>> BEGIN Input rows
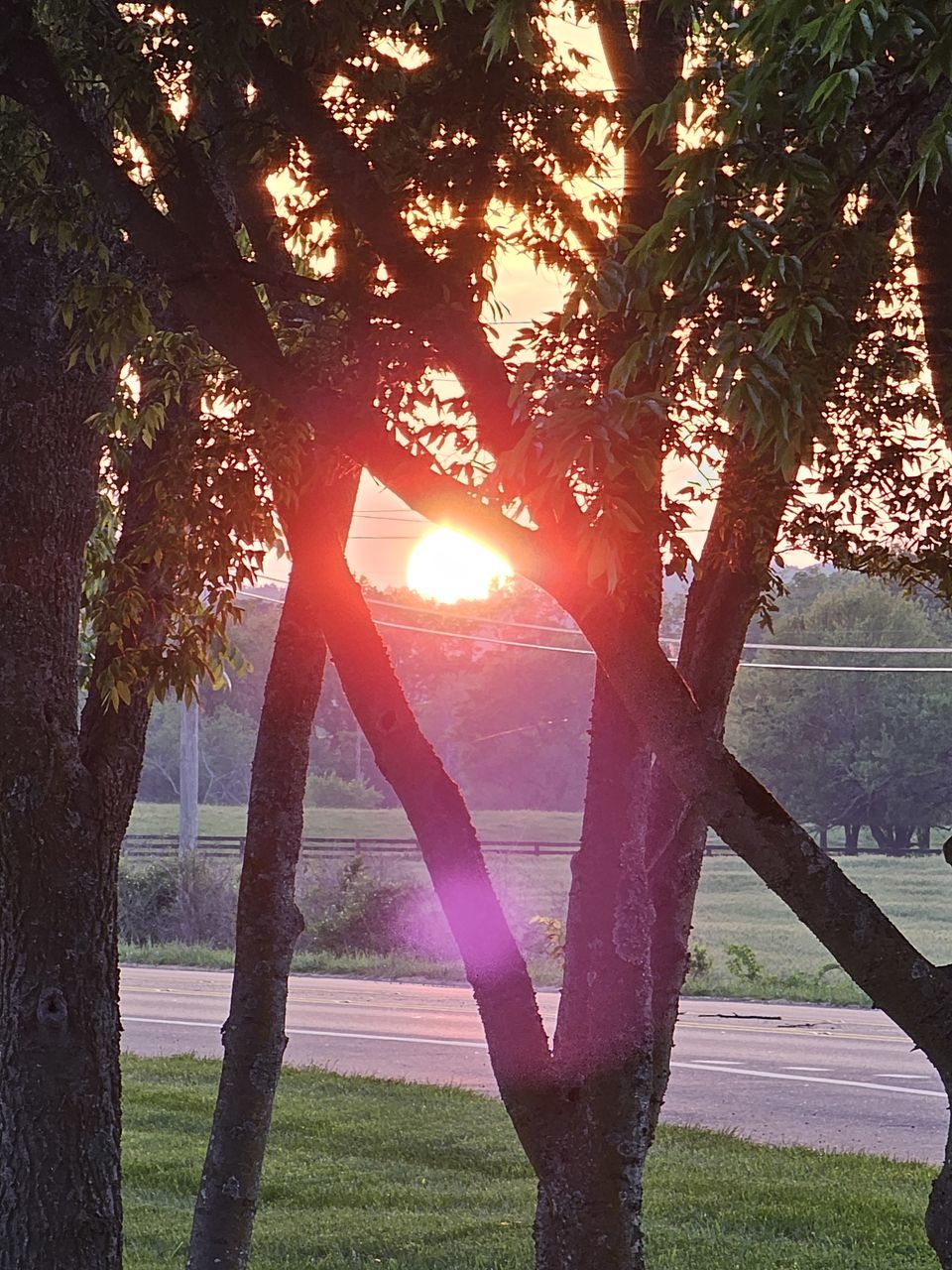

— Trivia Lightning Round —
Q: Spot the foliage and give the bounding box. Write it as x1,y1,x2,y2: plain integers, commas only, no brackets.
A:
725,944,765,983
118,858,237,948
729,574,952,843
530,913,565,965
304,772,384,808
688,941,713,976
298,854,416,953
>> END Input rows
Objective –
Collect each line of the material above that contains the word "give", and copy those lines without changes.

Answer to the task –
Q: Spot the foliage and give the bounding box. Write it as x1,y1,x2,y2: plain integers, commas only, no brackets.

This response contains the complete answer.